* **What to work on**
Please return every line in the data below that contains the word "factory".

* **Data shown**

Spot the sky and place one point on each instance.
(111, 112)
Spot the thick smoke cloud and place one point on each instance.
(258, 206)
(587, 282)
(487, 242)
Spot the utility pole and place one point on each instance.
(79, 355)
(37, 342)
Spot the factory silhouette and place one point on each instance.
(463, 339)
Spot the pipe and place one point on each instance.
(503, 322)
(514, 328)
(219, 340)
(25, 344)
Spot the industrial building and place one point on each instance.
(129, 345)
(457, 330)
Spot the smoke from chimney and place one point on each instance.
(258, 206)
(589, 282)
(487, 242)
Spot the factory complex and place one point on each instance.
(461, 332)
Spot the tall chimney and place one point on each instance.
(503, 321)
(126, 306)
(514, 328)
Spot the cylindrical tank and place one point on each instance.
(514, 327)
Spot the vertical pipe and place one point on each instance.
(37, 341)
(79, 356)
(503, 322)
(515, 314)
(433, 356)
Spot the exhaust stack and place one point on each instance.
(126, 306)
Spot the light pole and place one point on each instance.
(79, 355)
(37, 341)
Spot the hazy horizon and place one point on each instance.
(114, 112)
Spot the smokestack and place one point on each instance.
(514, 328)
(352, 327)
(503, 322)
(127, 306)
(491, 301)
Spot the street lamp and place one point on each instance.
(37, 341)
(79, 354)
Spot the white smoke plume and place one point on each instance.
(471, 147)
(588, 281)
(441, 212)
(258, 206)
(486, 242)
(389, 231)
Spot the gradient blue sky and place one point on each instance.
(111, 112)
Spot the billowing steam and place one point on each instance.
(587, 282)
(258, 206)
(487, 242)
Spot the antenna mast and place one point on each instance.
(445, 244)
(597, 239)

--

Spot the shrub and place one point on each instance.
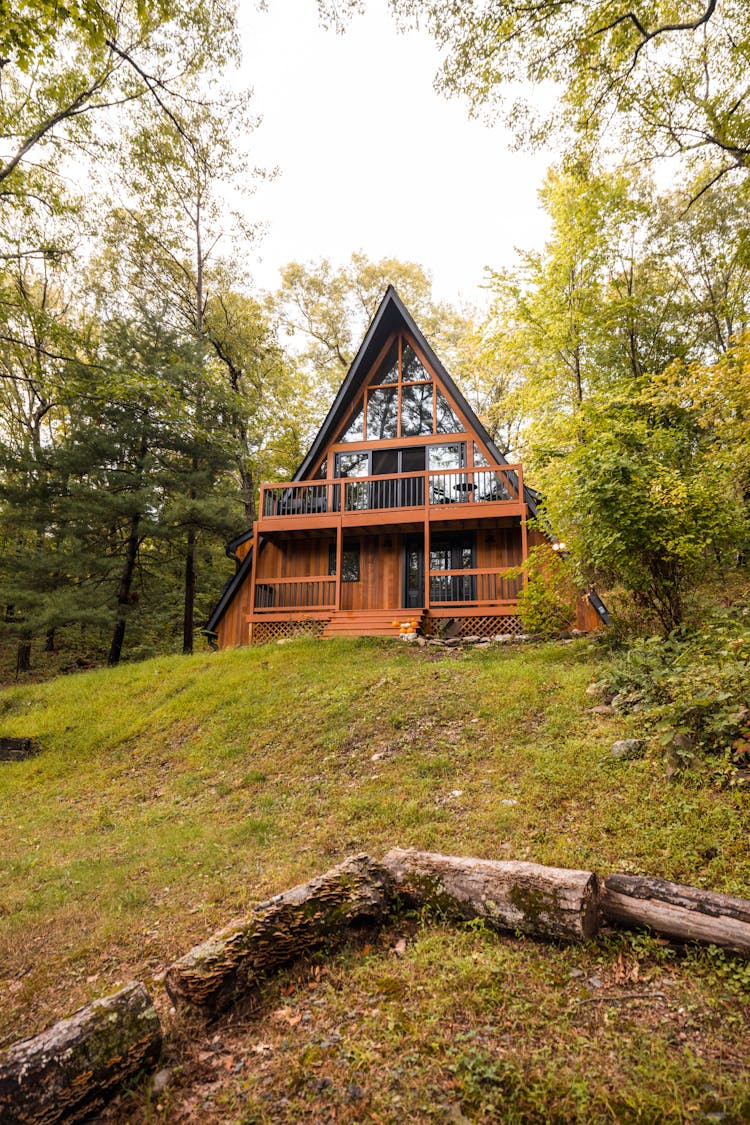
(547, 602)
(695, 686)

* **Solution to the problem**
Spot the factory silhouette and place one point on each instance.
Spot the factory complex and place one point on each instance.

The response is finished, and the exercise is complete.